EXCERPT PROVIDED:
• • •
During the twin pandemics, “we have heard the good news of Jesus anew. We have witnessed the ways white supremacy will always, always exonerate itself and deny humanity” to God’s children who are Black, Indigenous, people of color, queer or disabled.

“We have also tasted and seen that God is good,” Hong said. No matter how weary or hopeless we are, we “have inherited what cannot be stolen by empire. It is meant to be passed on so it can be tasted and claimed by all.” It “can only be erased if you choose not to pass it on.”

We are all meant to “co-create and inherit a just world for all, to know the freedom for which our ancestors fought,” Hong said. “You cannot inherit something if you don’t know and don’t believe you are the heir, or if you choose not to claim that inheritance. Strive to believe and know and trust that God will help us with our unbelief.”

“We don’t sweep grief, pain and trauma under the rug. We hold them as we weep,” Hong said as the twin pandemics reach their first anniversary. Some people in the chat section indicated they were weeping even as she spoke. But indeed we are heirs: “The foundation of liberation and freedom has been laid before our time.”

“If you are weary, rest,” Hong advised. “If you are grieving, cry out. If you are wounded, mend. There are those of us who will carry you even from the great beyond, and in the here and now. There are ancestral flavors of peace, liberation and freedom that are meant for you, and you will find them again. They were always meant for you, and for us.”
• • •
(Data extracted from a collection)
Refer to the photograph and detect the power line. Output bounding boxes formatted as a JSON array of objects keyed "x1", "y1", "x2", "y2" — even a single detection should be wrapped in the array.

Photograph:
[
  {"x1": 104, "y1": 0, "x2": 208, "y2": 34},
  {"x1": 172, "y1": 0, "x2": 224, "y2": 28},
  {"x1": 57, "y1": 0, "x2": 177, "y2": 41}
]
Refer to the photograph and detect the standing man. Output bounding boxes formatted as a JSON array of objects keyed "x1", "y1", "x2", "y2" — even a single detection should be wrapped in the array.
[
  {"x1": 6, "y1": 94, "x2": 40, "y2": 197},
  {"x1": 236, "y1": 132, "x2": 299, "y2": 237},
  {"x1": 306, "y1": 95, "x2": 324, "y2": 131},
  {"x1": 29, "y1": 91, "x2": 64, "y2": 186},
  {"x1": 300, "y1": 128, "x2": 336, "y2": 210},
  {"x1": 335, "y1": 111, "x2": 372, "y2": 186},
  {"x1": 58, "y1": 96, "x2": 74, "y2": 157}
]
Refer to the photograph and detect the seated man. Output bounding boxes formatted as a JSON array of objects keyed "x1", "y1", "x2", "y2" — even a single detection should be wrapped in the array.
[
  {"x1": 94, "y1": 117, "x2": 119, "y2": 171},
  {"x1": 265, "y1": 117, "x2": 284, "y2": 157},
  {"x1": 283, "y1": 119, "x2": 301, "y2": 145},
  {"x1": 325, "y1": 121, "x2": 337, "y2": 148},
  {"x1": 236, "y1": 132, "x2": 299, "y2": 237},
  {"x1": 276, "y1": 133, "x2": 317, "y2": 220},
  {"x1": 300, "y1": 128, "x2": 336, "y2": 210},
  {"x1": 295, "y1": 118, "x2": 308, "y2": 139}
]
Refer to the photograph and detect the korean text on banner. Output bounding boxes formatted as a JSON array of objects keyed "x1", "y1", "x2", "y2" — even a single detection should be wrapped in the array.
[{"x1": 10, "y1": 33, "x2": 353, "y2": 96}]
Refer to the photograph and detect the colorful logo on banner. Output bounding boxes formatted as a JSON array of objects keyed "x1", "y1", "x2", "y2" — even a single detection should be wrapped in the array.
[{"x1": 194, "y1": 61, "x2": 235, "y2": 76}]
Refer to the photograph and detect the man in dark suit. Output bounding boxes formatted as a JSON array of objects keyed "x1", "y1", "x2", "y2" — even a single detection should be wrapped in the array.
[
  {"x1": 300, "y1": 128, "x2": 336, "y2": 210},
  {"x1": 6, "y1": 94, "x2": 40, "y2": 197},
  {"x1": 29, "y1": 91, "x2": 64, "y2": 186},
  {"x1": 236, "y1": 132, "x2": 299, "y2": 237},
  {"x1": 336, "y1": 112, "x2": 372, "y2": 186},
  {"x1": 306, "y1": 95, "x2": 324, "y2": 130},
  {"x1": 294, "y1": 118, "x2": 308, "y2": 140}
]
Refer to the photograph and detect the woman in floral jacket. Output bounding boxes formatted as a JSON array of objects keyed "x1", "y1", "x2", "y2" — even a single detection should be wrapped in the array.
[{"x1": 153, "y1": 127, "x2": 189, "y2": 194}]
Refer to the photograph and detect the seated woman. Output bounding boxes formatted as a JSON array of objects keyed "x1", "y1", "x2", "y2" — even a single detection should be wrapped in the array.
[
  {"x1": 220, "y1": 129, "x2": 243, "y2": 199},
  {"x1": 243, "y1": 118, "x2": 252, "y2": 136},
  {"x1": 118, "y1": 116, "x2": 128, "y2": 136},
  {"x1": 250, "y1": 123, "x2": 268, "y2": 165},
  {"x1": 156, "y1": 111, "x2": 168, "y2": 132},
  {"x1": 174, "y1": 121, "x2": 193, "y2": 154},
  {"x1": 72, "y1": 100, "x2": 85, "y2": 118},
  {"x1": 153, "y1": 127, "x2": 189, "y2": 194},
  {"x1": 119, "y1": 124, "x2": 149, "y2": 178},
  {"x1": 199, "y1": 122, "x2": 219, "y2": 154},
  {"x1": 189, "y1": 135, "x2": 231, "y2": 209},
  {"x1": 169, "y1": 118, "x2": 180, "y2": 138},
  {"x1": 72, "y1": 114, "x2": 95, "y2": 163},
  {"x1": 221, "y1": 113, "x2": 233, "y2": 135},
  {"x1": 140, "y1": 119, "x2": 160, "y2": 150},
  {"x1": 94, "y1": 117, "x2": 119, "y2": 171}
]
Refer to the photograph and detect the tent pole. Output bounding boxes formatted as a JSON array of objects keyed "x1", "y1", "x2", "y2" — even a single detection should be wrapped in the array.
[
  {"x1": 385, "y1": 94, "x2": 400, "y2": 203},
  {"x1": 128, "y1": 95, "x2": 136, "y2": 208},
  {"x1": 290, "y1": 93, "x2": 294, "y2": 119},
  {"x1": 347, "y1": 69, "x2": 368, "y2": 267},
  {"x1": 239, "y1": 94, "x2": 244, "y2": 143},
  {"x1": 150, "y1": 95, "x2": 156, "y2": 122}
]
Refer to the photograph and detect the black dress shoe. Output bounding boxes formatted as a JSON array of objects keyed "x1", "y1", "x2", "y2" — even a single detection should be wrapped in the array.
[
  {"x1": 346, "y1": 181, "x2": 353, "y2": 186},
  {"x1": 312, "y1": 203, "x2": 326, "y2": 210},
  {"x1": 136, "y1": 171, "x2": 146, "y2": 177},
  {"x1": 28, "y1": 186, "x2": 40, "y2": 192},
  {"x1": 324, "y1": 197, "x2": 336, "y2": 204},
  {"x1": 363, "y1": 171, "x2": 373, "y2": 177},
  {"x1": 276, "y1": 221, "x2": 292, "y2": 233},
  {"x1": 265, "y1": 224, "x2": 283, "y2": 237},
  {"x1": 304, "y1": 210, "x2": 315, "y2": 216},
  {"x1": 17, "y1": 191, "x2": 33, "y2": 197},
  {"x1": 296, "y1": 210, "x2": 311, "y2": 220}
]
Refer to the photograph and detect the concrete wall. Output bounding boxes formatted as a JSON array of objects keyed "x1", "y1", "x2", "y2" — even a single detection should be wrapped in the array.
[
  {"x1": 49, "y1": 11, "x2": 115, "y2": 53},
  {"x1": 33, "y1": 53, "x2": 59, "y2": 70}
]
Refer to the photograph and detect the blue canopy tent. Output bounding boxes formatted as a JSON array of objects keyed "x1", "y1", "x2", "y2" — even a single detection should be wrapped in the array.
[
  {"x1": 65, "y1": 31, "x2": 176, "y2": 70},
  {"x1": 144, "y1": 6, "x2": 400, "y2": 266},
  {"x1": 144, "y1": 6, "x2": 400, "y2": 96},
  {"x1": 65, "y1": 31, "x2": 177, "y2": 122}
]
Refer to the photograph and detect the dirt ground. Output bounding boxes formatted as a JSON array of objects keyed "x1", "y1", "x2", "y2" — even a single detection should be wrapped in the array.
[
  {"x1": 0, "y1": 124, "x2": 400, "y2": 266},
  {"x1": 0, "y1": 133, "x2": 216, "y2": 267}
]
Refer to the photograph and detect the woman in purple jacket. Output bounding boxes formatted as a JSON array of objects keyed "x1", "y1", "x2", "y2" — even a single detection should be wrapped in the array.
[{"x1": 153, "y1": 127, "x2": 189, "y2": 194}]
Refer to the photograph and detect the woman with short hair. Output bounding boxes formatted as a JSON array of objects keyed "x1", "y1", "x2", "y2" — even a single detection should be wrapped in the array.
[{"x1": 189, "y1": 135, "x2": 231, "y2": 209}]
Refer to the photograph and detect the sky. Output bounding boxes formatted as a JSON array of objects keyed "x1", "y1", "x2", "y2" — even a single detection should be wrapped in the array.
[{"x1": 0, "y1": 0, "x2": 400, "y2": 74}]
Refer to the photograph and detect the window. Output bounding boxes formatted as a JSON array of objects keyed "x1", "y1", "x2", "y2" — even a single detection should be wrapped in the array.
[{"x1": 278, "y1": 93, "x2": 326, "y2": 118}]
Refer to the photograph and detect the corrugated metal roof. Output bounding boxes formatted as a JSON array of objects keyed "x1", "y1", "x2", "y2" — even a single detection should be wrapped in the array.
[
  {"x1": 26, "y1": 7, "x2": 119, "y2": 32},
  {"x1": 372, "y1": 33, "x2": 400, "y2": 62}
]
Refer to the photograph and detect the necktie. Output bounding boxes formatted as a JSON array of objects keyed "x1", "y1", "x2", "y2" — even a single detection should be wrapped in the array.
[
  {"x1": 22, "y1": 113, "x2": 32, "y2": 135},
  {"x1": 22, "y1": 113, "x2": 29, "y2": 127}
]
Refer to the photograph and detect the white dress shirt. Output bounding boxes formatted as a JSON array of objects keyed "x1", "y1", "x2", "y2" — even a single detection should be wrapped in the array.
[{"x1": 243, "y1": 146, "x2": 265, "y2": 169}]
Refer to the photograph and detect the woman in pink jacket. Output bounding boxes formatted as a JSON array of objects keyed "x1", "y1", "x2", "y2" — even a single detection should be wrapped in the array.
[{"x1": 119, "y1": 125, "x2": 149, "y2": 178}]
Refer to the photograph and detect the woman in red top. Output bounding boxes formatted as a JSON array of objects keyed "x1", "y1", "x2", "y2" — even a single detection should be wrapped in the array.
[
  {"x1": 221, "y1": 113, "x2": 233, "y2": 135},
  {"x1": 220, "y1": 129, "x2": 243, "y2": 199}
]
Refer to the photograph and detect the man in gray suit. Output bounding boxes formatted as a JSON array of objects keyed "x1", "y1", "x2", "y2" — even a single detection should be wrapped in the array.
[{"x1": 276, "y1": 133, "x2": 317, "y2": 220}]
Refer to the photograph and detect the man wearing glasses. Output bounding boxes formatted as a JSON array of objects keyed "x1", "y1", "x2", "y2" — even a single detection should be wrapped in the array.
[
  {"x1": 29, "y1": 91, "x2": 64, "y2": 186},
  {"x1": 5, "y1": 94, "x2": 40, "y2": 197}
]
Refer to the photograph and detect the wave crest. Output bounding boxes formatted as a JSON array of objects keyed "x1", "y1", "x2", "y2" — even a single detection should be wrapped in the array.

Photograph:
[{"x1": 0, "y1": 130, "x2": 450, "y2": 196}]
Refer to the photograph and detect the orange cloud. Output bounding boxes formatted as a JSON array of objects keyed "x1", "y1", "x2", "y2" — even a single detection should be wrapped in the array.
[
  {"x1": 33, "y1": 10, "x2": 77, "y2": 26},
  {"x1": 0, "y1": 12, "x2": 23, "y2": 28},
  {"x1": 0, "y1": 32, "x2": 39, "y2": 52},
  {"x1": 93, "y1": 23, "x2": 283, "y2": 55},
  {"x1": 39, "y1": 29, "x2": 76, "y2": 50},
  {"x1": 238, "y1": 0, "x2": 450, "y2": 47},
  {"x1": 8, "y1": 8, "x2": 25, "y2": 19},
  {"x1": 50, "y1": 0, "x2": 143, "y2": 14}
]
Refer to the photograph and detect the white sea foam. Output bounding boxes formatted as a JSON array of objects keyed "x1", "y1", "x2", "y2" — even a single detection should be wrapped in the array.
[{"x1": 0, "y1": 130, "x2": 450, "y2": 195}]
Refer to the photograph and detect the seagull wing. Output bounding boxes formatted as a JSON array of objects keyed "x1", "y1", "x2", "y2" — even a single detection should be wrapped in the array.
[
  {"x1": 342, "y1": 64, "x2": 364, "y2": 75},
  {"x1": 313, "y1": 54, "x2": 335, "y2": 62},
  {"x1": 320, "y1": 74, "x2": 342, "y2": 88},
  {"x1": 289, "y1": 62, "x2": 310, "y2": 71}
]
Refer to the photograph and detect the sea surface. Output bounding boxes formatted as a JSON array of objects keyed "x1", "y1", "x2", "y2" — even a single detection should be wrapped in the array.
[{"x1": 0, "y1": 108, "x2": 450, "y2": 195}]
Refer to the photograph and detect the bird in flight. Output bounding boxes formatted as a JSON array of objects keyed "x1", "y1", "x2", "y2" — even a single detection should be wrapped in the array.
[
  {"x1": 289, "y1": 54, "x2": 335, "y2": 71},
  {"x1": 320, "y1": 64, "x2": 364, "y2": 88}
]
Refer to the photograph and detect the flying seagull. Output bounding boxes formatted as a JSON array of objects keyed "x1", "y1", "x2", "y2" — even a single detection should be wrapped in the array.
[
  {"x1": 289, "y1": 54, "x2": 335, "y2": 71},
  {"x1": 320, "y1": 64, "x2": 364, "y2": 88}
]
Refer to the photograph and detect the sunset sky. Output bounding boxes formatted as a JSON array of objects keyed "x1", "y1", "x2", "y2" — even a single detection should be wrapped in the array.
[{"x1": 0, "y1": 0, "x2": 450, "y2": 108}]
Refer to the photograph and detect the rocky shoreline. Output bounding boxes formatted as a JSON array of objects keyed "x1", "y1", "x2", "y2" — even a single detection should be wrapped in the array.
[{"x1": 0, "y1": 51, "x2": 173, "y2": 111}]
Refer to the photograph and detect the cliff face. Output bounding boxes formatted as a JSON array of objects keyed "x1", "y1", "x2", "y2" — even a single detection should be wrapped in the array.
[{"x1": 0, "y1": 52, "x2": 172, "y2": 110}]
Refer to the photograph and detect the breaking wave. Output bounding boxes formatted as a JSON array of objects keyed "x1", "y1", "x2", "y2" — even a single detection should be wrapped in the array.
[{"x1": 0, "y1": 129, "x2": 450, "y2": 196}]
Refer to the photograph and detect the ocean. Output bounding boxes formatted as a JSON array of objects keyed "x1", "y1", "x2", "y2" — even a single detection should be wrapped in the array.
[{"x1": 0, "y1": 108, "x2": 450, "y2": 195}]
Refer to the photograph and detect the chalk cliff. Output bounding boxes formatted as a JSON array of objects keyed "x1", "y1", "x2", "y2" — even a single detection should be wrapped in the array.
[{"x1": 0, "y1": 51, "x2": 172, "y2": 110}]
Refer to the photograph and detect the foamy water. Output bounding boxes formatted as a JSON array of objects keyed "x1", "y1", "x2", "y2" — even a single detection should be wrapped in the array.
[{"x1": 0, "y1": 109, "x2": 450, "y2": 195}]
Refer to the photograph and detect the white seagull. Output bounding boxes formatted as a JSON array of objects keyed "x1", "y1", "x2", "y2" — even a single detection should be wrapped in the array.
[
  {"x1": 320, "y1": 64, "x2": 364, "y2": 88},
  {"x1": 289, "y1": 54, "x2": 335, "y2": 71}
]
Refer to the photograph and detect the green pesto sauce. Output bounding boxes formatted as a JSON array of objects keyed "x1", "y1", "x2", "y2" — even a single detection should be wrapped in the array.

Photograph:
• • •
WORK TO COMPLETE:
(a) Could you retype the passage on Hong's remarks about the twin pandemics, starting with "During the twin" and going on through "queer or disabled."?
(b) Write what comes next in the passage on Hong's message about the twin pandemics, picking up after its final sentence.

SOLVED TASKS:
(a)
During the twin pandemics, “we have heard the good news of Jesus anew. We have witnessed the ways white supremacy will always, always exonerate itself and deny humanity” to God’s children who are Black, Indigenous, people of color, queer or disabled.

(b)
During a question-and-answer session that followed her address, Hong told another food story, this time from her childhood. As her family was driving through a national forest in Washington state, her grandmother ordered the car be pulled over so the family could pick some roadside weeds. When the children asked why, the grandmother — who’d grown up in a time of scarcity — said the plants were more vegetable than weed. “They nourished and sustained me,” she said, “and I’m going to make something from them.”

That,” Hong said, “is what the genealogies of the intangible are to me.”

While many of our ancestors are our guides, some are not, Hong said. “Some need to be spoken back to,” Hong said. “Live your life in anticolonial, antiracist ways to speak back to those ancestors who lived badly.” In indigenous Korean religion, the shaman speaks back to the dead. “The dead need the living to understand what went wrong in their life so they can be transformed in the new life. I embrace in a lot of ways how that still speaks to me. We also have spiritual ancestors who can guide us into justice.”

Asked about the return to in-person worship, Hong said she believes things will never be the same. “In white supremacist spaces, they pretend we are rubber band people,” Hong said. “If that nostalgia is what we are yearning for, something is wrong. If your eyes have been opened [during the twin pandemics] you can’t return to unsee what you’ve already seen.”

“It’s a supremacist ideology that says you have to move along from grief very quickly,” Hong said. “People will be glad to be together, but I am holding a lot of sorrow and anger. I need to be with my people to express and share that communal urgency … I’m wary of anybody who says it’s time for celebration. We need to make space for both joy and sorrow.”

She said she often tells her students she thinks they can’t get to freedom by themselves. She quotes Fannie Lou Hamer: “Nobody’s free until everybody’s free.” And Hong has this standard for safety: “When a Black trans woman can be safe, everybody can be safe.”

“People want to be in the room with people who look like them and think like them. That’s not how change is instigated,” Hong said. “We have to bring people we don’t agree with along.”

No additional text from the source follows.